§ Aim: Add 9 to every pixel coordinate in the answers and write out all of the data below again, keeping every line.

+ + + +

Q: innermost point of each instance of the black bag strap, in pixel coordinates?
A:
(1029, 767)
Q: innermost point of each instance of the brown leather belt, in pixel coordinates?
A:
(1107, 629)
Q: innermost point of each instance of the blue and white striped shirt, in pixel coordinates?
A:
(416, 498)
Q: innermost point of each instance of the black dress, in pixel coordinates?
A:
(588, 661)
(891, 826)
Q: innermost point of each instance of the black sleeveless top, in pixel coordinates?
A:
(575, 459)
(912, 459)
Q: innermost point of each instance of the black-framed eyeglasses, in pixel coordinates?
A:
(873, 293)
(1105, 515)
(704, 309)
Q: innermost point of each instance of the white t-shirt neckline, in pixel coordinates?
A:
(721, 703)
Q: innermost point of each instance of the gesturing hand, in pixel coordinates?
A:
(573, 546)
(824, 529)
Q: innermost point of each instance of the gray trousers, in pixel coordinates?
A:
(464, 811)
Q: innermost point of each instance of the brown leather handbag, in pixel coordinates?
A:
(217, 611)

+ + + +

§ Correct response:
Q: innermost point of each instance of the black bag strap, in pixel coordinates?
A:
(1038, 776)
Q: innermost point of each instance of the brown leather belt, in pixel coordinates?
A:
(1116, 638)
Q: innermost point of each instance of the blue and white striped shirt, in pixel coordinates?
A:
(425, 507)
Q: innermost point of each instance of the black dress, in pixel coordinates?
A:
(597, 670)
(900, 835)
Q: innermost point of each instance of the black sleeveless top, in pixel coordinates?
A:
(584, 468)
(921, 468)
Q: innermost point of each instance of the black-framed eyeglasses, in pixel coordinates?
A:
(882, 302)
(1114, 524)
(713, 318)
Q: innermost point of each instance of the white t-shirt neckline, in pixel coordinates?
A:
(730, 712)
Q: innermost point of each instance of the gesturing hand, in pixel coordinates?
A:
(582, 555)
(833, 538)
Q: innermost point of each instance of the gray trousers, in pixel coordinates?
A:
(473, 820)
Q: innermost point of each instance of the brown leather handbag, in pixel coordinates?
A:
(226, 620)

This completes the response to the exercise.